AIM => Extract every line below, verbatim.

INFORMATION GIVEN =>
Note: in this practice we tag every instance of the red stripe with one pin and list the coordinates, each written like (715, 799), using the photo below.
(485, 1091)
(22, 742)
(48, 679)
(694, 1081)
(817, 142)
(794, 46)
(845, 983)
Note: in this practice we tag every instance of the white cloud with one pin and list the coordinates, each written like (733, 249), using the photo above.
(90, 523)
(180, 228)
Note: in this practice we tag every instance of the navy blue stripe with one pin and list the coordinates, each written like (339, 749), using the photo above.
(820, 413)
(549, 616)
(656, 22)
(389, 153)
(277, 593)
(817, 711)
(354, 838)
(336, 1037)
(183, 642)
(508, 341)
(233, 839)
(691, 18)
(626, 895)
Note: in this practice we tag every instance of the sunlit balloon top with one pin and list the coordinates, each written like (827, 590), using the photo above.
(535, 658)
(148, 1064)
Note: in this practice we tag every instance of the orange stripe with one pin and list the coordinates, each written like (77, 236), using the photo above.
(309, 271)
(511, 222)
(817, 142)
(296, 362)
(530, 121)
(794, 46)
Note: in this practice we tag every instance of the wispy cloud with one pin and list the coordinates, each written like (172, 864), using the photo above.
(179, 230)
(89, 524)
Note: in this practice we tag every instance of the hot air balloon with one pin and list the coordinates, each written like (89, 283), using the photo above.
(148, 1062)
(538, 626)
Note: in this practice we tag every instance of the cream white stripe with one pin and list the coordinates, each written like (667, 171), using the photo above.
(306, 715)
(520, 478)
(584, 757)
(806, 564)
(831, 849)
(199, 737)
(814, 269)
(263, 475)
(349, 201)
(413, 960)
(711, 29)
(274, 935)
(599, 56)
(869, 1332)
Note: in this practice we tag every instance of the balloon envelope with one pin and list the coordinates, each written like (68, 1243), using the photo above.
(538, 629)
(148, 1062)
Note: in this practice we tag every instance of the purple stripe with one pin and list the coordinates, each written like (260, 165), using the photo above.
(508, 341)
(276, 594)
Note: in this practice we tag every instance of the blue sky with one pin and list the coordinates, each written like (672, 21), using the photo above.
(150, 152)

TASK SOLUTION =>
Note: in this practice we tag every instance of the red stripe with one pin and list the coordinates, each written like (715, 799), using the photo below.
(485, 1091)
(22, 742)
(48, 679)
(694, 1081)
(817, 142)
(794, 46)
(845, 983)
Note: in this practice we tag every instance of the white cloud with one pin and list the coordinates, each written like (733, 249), using the photo above.
(90, 523)
(180, 228)
Note: in this practice we tag every instance of the navy blue stripe with one pin and list the coordinates, each written like (339, 749), using the photo above.
(820, 413)
(549, 616)
(656, 22)
(389, 153)
(277, 593)
(817, 711)
(354, 838)
(336, 1037)
(183, 642)
(508, 341)
(233, 839)
(691, 18)
(626, 895)
Note: in this practice we tag every instance of the sunlit balloon top with one pin and list the coordinates, each written like (827, 590), using the photo above.
(535, 658)
(148, 1064)
Note: in this practice we tag every instance of the orange stripe with one pin and list the coordinates, each written like (77, 236), using the photo above.
(309, 271)
(511, 222)
(817, 142)
(296, 362)
(530, 121)
(794, 46)
Note: in this practice we tag every instance of the wispy cloud with one pin and list the coordinates, each written like (172, 864), using the photo above.
(179, 230)
(89, 524)
Note: in this practice we tag every instance of the hot air balloon with one pin and list the coordinates, each written like (89, 283), using the photo above.
(148, 1062)
(538, 626)
Note: in this practice we tag every instance of the cream white stripe with one pin and list the coordinates, each written like (667, 171), using the photo above.
(306, 715)
(520, 478)
(584, 757)
(806, 564)
(831, 849)
(199, 737)
(814, 269)
(263, 475)
(349, 201)
(413, 960)
(711, 29)
(274, 935)
(599, 56)
(869, 1332)
Note: in this practice we tag every instance of the balloon envelope with one pin and list the coordinates, each written like (68, 1243), using the photo above.
(538, 629)
(148, 1062)
Note: in this practice we tag every instance of the purple stripe with one pin and list the coordinates, each written like (260, 165), using the photo above.
(508, 341)
(276, 594)
Note: in this practice we tag every instance of the blue sky with one pin and list the coordinates, each written like (672, 21), using the photo above.
(150, 152)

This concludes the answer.